▶ **PROBLEM**: All that is needed is each line of the entries holding the word "stone", copied as it stands.

Top of RECORDS FOR THIS EXERCISE

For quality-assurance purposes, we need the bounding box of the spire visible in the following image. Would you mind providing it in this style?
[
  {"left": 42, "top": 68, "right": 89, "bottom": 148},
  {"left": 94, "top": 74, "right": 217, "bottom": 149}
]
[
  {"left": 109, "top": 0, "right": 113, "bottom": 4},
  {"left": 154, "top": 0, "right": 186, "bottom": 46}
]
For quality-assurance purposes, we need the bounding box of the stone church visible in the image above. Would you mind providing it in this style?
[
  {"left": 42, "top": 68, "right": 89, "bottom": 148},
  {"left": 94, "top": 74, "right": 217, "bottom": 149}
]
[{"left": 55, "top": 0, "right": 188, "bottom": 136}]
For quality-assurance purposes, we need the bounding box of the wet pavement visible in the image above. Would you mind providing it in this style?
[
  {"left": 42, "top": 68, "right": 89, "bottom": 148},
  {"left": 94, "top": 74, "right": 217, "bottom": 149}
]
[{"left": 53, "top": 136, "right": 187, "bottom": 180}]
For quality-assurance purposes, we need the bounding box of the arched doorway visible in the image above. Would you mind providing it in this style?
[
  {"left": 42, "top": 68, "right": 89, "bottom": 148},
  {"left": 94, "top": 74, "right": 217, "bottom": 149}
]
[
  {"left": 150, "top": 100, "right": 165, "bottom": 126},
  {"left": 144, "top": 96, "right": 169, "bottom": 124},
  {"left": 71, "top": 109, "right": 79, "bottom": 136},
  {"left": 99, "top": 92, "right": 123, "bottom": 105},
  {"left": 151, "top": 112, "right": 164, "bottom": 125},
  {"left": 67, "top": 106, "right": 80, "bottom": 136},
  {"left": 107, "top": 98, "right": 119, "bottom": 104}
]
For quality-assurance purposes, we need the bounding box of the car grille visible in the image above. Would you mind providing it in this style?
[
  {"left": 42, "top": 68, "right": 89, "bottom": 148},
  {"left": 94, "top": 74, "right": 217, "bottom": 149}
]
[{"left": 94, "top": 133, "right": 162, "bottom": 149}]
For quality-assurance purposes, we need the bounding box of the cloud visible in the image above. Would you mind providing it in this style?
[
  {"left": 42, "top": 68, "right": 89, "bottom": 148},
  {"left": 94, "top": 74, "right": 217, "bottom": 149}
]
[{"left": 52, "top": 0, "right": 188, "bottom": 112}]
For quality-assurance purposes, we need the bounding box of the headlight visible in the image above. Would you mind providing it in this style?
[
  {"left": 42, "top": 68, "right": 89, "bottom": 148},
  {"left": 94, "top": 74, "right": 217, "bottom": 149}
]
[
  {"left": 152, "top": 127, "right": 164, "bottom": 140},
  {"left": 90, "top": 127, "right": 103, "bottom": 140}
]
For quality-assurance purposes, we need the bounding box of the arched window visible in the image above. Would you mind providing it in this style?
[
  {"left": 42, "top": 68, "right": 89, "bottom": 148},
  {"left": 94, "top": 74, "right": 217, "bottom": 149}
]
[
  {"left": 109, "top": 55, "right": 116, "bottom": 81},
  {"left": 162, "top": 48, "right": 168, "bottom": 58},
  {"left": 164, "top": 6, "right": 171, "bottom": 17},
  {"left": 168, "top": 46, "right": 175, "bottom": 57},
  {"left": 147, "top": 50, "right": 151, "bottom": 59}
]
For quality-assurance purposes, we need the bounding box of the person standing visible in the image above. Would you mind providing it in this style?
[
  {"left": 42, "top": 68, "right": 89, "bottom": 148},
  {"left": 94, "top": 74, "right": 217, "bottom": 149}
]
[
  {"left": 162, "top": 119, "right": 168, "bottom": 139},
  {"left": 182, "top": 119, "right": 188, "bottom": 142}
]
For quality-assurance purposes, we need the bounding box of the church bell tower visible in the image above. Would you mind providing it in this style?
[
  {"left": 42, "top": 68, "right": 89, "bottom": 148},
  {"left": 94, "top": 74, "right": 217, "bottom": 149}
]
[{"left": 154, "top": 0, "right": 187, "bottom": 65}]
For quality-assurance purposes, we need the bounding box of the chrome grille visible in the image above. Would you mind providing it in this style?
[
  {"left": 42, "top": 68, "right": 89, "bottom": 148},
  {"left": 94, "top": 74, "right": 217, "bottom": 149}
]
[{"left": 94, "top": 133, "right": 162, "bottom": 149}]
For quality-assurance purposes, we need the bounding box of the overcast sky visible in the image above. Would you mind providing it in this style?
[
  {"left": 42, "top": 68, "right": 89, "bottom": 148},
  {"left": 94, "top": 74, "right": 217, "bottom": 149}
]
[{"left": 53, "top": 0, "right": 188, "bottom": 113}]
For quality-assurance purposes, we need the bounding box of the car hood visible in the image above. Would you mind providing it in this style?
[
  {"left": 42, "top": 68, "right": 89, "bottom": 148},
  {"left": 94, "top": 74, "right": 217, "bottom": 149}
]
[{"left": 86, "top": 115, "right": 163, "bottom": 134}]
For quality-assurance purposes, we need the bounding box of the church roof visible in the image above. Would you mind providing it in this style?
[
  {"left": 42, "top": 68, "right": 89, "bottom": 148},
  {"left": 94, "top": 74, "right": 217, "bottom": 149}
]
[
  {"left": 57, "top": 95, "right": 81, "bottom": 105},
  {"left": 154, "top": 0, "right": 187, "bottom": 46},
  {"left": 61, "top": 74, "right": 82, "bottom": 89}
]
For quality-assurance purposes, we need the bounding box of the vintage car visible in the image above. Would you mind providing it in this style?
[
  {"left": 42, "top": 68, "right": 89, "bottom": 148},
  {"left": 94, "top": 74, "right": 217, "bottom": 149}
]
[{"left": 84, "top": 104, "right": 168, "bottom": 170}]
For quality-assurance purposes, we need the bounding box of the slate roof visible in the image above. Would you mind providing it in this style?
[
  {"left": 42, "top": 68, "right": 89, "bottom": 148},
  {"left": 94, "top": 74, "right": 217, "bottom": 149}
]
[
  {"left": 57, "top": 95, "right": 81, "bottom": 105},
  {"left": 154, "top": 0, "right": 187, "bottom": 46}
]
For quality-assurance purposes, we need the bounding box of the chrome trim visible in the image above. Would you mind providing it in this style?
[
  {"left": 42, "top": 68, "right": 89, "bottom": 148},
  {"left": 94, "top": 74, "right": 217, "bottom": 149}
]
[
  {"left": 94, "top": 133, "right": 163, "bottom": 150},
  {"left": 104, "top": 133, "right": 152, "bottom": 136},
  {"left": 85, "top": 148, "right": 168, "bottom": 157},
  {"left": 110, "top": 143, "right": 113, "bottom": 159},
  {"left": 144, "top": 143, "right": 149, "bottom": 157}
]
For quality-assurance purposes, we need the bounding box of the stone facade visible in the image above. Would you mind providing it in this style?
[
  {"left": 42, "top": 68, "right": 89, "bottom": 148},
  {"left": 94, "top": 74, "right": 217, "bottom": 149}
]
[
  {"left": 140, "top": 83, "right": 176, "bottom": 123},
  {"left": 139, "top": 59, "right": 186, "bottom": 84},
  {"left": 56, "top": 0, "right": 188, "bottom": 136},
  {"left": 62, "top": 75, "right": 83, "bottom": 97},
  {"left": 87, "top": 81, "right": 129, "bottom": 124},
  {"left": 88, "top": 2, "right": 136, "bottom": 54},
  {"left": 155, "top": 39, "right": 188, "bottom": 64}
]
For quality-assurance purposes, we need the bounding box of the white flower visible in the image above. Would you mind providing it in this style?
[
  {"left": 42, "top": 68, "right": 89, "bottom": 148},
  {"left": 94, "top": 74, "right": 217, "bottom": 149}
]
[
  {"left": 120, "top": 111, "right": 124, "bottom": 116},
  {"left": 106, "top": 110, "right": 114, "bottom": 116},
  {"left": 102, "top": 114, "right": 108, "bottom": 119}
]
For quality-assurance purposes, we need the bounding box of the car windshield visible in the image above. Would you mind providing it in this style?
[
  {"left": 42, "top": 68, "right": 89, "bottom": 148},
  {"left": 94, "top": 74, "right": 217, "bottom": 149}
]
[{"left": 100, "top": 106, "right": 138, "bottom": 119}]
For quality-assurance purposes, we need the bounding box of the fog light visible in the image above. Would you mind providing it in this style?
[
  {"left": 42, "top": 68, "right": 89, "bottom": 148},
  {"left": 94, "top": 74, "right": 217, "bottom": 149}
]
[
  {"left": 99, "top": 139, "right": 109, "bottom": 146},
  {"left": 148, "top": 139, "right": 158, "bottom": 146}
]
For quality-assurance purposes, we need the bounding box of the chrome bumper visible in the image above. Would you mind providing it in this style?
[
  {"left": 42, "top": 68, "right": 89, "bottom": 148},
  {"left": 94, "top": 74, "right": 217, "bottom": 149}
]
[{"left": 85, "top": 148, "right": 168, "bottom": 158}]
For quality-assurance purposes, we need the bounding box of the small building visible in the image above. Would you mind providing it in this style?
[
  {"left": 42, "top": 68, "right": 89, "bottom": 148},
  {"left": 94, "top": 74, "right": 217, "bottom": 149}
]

Bottom of RECORDS FOR THIS EXERCISE

▶ **RESPONSE AREA**:
For quality-assurance purposes, we need the bounding box of the stone church visible in the image above. Would you mind providing it in this style?
For quality-assurance purposes, we need the bounding box of the stone facade visible in the image above. Would you mind providing it in this style?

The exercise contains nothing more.